Every entry in the following listing must be restated word for word, though not its pictures.

· · ·

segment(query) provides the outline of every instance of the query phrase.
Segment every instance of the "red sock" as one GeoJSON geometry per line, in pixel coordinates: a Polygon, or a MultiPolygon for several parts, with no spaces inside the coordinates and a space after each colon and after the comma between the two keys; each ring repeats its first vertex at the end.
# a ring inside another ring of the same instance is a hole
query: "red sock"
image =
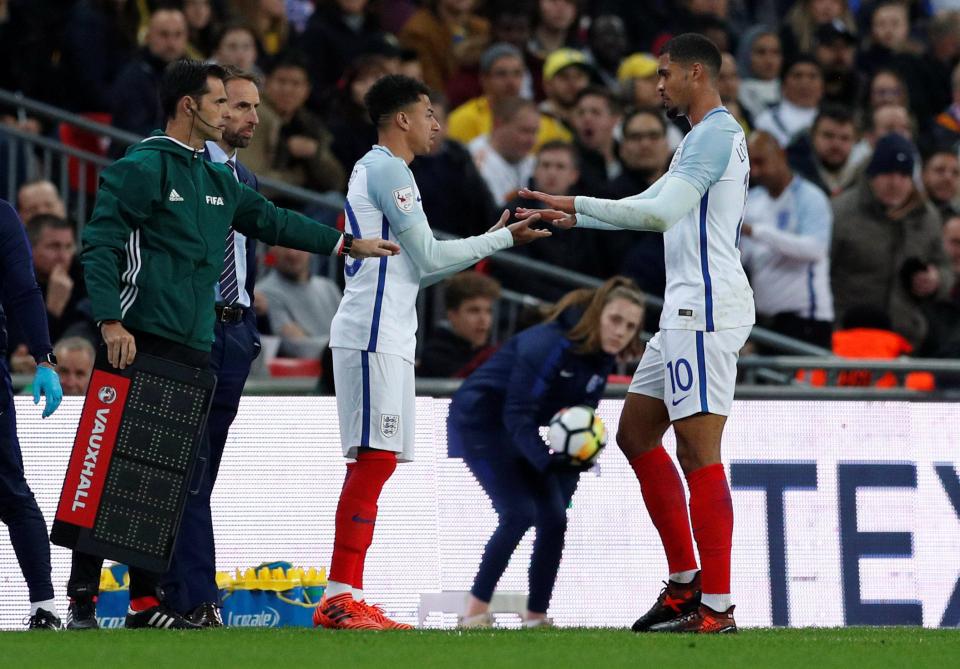
{"type": "Polygon", "coordinates": [[[130,600],[130,609],[133,611],[146,611],[154,606],[160,606],[160,600],[156,597],[134,597],[130,600]]]}
{"type": "Polygon", "coordinates": [[[696,569],[687,498],[673,460],[663,446],[658,446],[630,460],[630,466],[640,481],[640,493],[650,519],[660,533],[670,573],[696,569]]]}
{"type": "Polygon", "coordinates": [[[702,564],[704,594],[730,592],[730,550],[733,544],[733,503],[723,465],[701,467],[687,476],[690,520],[702,564]]]}
{"type": "Polygon", "coordinates": [[[363,558],[373,541],[377,500],[396,468],[396,453],[378,450],[361,451],[353,466],[348,465],[337,505],[331,581],[363,587],[363,558]]]}

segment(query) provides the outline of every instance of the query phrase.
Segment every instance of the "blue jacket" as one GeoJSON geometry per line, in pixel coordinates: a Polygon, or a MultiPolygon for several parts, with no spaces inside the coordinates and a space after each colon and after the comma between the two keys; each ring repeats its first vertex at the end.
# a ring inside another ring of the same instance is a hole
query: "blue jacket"
{"type": "Polygon", "coordinates": [[[33,273],[33,253],[20,217],[10,203],[0,200],[0,361],[6,362],[7,330],[4,310],[17,318],[30,353],[40,357],[53,351],[47,326],[47,308],[33,273]]]}
{"type": "Polygon", "coordinates": [[[595,408],[615,362],[606,353],[575,352],[566,336],[569,320],[513,336],[467,377],[450,403],[450,457],[524,457],[547,467],[540,426],[564,407],[595,408]]]}

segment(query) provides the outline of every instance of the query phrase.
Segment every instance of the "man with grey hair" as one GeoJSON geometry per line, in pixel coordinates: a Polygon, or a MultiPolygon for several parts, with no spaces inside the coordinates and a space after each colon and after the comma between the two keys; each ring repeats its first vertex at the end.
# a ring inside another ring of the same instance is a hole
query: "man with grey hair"
{"type": "MultiPolygon", "coordinates": [[[[526,66],[523,53],[512,44],[494,44],[480,57],[480,87],[483,95],[467,100],[450,112],[447,136],[469,144],[493,130],[493,108],[504,100],[520,96],[526,66]]],[[[539,147],[554,139],[569,140],[570,135],[557,123],[545,123],[541,114],[537,132],[539,147]]],[[[551,120],[551,119],[548,119],[551,120]]]]}
{"type": "Polygon", "coordinates": [[[86,395],[96,351],[83,337],[64,337],[53,345],[64,395],[86,395]]]}

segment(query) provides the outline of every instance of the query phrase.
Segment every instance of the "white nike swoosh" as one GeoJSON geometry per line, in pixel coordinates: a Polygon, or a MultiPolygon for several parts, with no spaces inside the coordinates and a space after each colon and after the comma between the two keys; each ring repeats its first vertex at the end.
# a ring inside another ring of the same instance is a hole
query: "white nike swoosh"
{"type": "Polygon", "coordinates": [[[573,375],[574,375],[573,372],[568,372],[568,371],[565,370],[565,369],[560,370],[560,376],[562,376],[562,377],[565,378],[565,379],[572,378],[573,375]]]}

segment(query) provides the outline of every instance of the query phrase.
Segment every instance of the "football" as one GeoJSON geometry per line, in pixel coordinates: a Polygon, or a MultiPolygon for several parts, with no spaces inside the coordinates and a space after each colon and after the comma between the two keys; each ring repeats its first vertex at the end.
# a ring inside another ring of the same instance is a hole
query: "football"
{"type": "Polygon", "coordinates": [[[607,428],[588,406],[561,409],[550,419],[550,448],[573,460],[592,464],[607,445],[607,428]]]}

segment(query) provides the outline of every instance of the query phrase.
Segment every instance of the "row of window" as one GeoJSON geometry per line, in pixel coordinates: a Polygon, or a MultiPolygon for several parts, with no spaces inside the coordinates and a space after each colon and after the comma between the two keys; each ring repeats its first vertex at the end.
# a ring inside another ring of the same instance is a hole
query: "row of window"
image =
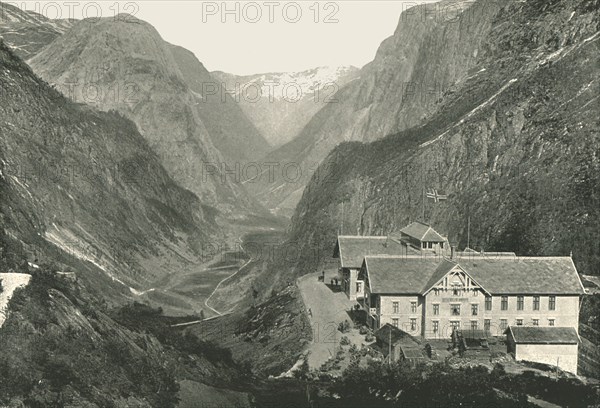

· · ·

* [Completed task]
segment(query) provides the outline of every instance of the query phrase.
Segment every instance of the "red sock" as one GeoJSON geometry per line, in pixel coordinates: a Polygon, or a MultiPolygon for several parts, with no spaces inside the coordinates and a space after each colon and after the comma between the two keys; each ring repeats its first vertex at the end.
# a ring inside another ring of the same instance is a hole
query: "red sock"
image =
{"type": "Polygon", "coordinates": [[[130,600],[130,609],[133,611],[146,611],[154,606],[160,606],[160,600],[156,597],[134,597],[130,600]]]}
{"type": "Polygon", "coordinates": [[[696,569],[687,498],[673,460],[663,446],[658,446],[630,460],[630,466],[640,481],[640,493],[650,519],[660,533],[670,573],[696,569]]]}
{"type": "Polygon", "coordinates": [[[702,564],[704,594],[730,592],[730,550],[733,544],[733,503],[723,465],[701,467],[687,476],[690,520],[702,564]]]}
{"type": "Polygon", "coordinates": [[[363,558],[373,541],[377,500],[396,468],[396,453],[378,450],[361,451],[353,466],[348,465],[337,505],[331,581],[363,587],[363,558]]]}

segment(query) provides the outline of every instance of the query phrase.
Segment every instance of the "blue jacket" as one GeoJSON geometry per line, in pixel coordinates: a Polygon, or a MultiPolygon for several parts, with no spaces inside the coordinates and a space after each colon and after the comma between the two keys; each ring repeats its first vertex at the end.
# a ring inside another ring of the same instance is a hole
query: "blue jacket"
{"type": "Polygon", "coordinates": [[[33,273],[33,253],[20,217],[10,203],[0,200],[0,361],[6,362],[7,330],[4,310],[17,318],[30,353],[40,357],[53,351],[47,326],[47,308],[33,273]]]}
{"type": "Polygon", "coordinates": [[[595,408],[615,362],[606,353],[575,352],[566,336],[569,320],[513,336],[467,377],[450,403],[450,457],[524,457],[547,467],[540,426],[564,407],[595,408]]]}

segment(query) provides the outline of every instance of the query phrase.
Segment every instance of the "man with grey hair" as one GeoJSON geometry per line, in pixel coordinates: a Polygon, or a MultiPolygon for several parts, with no spaces inside the coordinates and a space after each colon and after the comma between the two keys; each ring repeats its first vertex at the end.
# a ring inside another ring of the same instance is a hole
query: "man with grey hair"
{"type": "MultiPolygon", "coordinates": [[[[526,66],[523,53],[512,44],[494,44],[480,57],[480,87],[483,95],[467,100],[450,112],[447,136],[469,144],[493,130],[493,108],[504,100],[520,96],[526,66]]],[[[539,147],[554,139],[569,140],[570,135],[557,123],[545,123],[541,114],[537,132],[539,147]]],[[[551,120],[551,119],[548,119],[551,120]]]]}
{"type": "Polygon", "coordinates": [[[86,395],[96,351],[83,337],[64,337],[53,345],[64,395],[86,395]]]}

segment(query) provides the outline of every instance of the query phrase.
Segment every instance of the "white nike swoosh" as one GeoJSON geometry per line, in pixel coordinates: a Polygon, or a MultiPolygon for several parts, with no spaces inside the coordinates and a space after each colon and after the comma between the two keys; each ring repeats its first vertex at the end.
# a ring inside another ring of the same instance is a hole
query: "white nike swoosh"
{"type": "Polygon", "coordinates": [[[573,375],[574,375],[573,372],[568,372],[568,371],[565,370],[565,369],[560,370],[560,376],[562,376],[562,377],[565,378],[565,379],[572,378],[573,375]]]}

segment(query) provides the outline of every instance of the query phrase.
Segment every instance of the "football" as one GeoJSON geometry per line, in pixel coordinates: a Polygon, or a MultiPolygon for several parts, with no spaces inside the coordinates and a space after each colon and after the comma between the two keys; each ring repeats its first vertex at the end.
# a ring inside another ring of the same instance is a hole
query: "football"
{"type": "Polygon", "coordinates": [[[607,428],[588,406],[561,409],[550,419],[550,448],[573,460],[592,464],[607,445],[607,428]]]}

segment(query) provides the outline of every instance of the query phrase.
Segment every instance of the "row of window" as one GeoJSON geometry per line, in pixel coordinates: a Polygon, or a MultiPolygon for several parts, with no spaces inside the coordinates and a space after each colon and after the comma between the two keys; each ring repeats its first vertex at the end.
# a ring inside another ring of the same instance is a hole
query: "row of window"
image =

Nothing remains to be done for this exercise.